**The problem**
How many lines in the records below contain the string "every"? Reply with the number only.

Stored data:
......
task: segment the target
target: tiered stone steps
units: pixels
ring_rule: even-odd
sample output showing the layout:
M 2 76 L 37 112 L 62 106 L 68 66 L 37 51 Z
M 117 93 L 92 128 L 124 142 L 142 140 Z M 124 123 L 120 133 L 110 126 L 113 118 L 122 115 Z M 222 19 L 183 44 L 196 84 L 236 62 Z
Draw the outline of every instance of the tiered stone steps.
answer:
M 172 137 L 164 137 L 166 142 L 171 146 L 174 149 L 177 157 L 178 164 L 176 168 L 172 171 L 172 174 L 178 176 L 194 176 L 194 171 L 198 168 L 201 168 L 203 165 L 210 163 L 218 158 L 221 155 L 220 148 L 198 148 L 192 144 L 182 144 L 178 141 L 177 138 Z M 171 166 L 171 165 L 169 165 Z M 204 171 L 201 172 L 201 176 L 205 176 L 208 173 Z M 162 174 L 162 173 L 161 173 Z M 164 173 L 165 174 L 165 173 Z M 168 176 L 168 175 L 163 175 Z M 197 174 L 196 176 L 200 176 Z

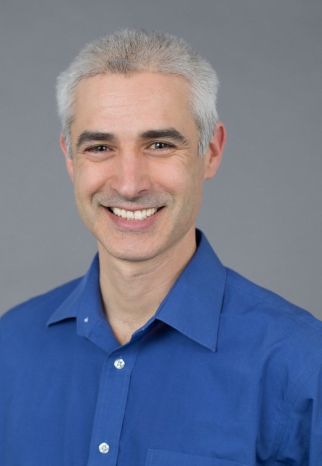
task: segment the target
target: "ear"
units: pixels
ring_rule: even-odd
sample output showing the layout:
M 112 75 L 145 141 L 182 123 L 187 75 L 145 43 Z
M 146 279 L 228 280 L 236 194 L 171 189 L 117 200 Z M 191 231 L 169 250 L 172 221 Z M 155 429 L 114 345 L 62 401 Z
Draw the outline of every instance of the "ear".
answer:
M 204 156 L 206 157 L 205 180 L 210 180 L 219 167 L 222 153 L 226 143 L 226 130 L 223 124 L 218 122 L 216 125 L 212 138 Z
M 65 156 L 65 162 L 66 163 L 66 168 L 67 169 L 67 171 L 68 175 L 69 176 L 69 178 L 71 180 L 72 183 L 74 182 L 74 171 L 73 171 L 73 167 L 72 164 L 72 160 L 69 157 L 68 151 L 67 149 L 67 146 L 66 145 L 66 141 L 65 141 L 65 138 L 62 133 L 60 133 L 60 137 L 59 138 L 59 142 L 60 143 L 60 147 L 63 152 L 63 153 Z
......
**Answer to the exercise**
2